Text segment
BEGIN
John Ted Holloway has made exceptional contributions to the public health implementation of Early Hearing Detection and Intervention programs. He had the insight to be concerned about hearing in newborns, to establish a program before such was popular, and to set the stage for the present approach to EHDI programs.

Although the success of EHDI programs has been made possible by advances in instrumentation and research documenting its efficacy, the systematic implementation of programs has been coordinated by the public health infrastructure. Dr. Holloway served 31 years as the Health Officer of Southeastern District, Waycross Georgia. In his career he made important contributions to EHDI at the national, state, and local levels.

A major contributions at the national level was his adaption of the "high risk registry" to measure prevalence of disabling conditions such as hearing loss among children. It is no exaggeration to say that his work enabled the first population-based newborn hearing program in the United States. He secured funding for a prototype surveillance program in rural southeast Georgia and successfully managed it beginning in the 1980's. Data from this program, presented at the 1993 NIH Consensus Conference on newborn hearing screening, demonstrated that population-based data could be generated to monitor the success of early screening programs. The potential for EHDI surveillance contributed to establishing a new EHDI program at CDC, thus broadening the Federal support initially provided by HRSA and NIDCD.
END
Data
BEGIN
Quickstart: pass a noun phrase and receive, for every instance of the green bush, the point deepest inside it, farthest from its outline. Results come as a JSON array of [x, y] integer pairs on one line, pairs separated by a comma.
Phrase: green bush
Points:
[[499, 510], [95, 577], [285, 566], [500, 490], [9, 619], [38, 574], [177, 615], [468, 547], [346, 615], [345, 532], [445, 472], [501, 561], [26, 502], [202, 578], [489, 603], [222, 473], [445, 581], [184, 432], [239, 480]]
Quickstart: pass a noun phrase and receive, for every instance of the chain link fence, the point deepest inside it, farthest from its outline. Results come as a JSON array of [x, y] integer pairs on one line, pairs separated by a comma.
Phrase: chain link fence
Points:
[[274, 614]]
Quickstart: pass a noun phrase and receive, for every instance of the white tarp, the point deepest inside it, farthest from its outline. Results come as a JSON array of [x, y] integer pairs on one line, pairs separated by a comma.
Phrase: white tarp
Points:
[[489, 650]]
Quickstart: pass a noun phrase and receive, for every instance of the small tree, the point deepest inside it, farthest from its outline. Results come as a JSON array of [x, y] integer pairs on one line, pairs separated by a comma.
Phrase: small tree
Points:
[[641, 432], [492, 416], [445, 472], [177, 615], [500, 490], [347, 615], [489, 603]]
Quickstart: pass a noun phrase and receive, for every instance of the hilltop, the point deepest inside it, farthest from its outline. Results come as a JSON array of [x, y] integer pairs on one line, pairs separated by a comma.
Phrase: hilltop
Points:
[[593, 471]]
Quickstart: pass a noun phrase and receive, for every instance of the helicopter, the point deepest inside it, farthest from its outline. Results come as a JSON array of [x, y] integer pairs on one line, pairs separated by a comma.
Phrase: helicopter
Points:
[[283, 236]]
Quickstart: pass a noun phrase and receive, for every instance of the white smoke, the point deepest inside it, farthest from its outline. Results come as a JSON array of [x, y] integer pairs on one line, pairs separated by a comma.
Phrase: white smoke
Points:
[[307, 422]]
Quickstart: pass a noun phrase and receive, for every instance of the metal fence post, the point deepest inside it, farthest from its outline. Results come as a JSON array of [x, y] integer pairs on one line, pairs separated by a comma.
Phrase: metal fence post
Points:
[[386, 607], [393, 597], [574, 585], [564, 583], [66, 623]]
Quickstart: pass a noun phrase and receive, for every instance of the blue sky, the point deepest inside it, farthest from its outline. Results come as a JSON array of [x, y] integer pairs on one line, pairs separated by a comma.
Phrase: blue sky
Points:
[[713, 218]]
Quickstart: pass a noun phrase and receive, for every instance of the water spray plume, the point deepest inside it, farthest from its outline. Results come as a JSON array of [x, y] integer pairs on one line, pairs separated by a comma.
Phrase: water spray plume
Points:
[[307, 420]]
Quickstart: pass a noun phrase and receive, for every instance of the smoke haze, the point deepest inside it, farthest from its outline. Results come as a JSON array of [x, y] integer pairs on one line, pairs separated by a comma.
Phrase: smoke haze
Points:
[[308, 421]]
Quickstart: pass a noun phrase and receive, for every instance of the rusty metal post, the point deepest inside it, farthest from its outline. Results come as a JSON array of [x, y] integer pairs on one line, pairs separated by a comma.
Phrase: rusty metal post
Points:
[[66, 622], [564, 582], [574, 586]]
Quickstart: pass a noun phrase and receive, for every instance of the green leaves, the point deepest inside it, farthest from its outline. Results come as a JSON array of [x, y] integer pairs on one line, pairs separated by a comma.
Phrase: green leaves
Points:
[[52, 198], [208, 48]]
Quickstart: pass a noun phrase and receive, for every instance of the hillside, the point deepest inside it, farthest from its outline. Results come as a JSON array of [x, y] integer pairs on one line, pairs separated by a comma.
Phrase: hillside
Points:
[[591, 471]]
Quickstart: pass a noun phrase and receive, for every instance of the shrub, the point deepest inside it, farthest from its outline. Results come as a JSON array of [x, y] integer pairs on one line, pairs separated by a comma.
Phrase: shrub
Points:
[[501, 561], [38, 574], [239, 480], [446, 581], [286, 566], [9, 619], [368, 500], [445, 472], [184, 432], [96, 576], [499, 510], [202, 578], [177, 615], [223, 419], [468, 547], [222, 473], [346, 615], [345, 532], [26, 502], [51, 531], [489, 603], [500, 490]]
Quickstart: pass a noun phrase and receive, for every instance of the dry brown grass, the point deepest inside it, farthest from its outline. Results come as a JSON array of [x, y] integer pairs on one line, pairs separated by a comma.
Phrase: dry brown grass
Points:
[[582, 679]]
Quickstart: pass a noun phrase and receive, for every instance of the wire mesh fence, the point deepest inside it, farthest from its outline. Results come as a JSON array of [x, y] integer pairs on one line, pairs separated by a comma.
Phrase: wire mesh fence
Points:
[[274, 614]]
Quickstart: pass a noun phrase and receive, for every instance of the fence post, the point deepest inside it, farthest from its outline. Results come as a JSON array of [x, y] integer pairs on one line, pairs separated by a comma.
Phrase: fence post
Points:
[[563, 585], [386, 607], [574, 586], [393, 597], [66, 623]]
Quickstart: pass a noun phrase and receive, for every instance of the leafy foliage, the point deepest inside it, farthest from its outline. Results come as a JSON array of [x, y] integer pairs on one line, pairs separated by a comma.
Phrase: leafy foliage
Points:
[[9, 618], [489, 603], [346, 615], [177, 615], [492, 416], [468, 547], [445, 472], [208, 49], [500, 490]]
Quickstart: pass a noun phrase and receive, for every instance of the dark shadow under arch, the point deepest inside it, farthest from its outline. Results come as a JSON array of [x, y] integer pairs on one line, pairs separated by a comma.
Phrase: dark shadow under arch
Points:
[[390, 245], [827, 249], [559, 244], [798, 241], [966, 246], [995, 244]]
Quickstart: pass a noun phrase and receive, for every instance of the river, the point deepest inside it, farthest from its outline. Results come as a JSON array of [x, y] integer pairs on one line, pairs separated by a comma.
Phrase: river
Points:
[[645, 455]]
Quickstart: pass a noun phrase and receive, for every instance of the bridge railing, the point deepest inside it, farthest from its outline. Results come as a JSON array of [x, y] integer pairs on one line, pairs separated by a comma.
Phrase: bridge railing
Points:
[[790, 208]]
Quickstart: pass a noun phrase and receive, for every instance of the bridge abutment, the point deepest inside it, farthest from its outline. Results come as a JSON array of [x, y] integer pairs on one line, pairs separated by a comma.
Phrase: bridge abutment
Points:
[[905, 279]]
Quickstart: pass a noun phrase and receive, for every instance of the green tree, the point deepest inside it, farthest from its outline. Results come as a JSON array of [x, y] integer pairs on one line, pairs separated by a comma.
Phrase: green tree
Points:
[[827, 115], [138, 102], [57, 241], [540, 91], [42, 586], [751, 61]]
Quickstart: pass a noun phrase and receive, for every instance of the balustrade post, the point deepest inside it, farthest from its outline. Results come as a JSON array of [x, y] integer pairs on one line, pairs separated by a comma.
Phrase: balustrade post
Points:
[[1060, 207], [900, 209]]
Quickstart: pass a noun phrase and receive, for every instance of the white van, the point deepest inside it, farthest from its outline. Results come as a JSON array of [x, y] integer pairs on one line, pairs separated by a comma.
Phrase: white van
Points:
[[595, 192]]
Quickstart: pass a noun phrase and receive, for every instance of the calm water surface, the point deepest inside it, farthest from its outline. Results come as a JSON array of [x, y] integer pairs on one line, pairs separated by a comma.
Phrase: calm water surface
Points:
END
Questions
(1) Please translate this sentence from the Holloway text into Spanish: "Dr. Holloway served 31 years as the Health Officer of Southeastern District, Waycross Georgia."
(2) Copy the Holloway text from "John Ted Holloway" up to and including "to EHDI programs.".

Answers to the tasks
(1) El Dr. Holloway se desempeñó durante 31 años como funcionario de salud del Distrito Sureste, en Waycross, Georgia.

(2)
John Ted Holloway has made exceptional contributions to the public health implementation of Early Hearing Detection and Intervention programs. He had the insight to be concerned about hearing in newborns, to establish a program before such was popular, and to set the stage for the present approach to EHDI programs.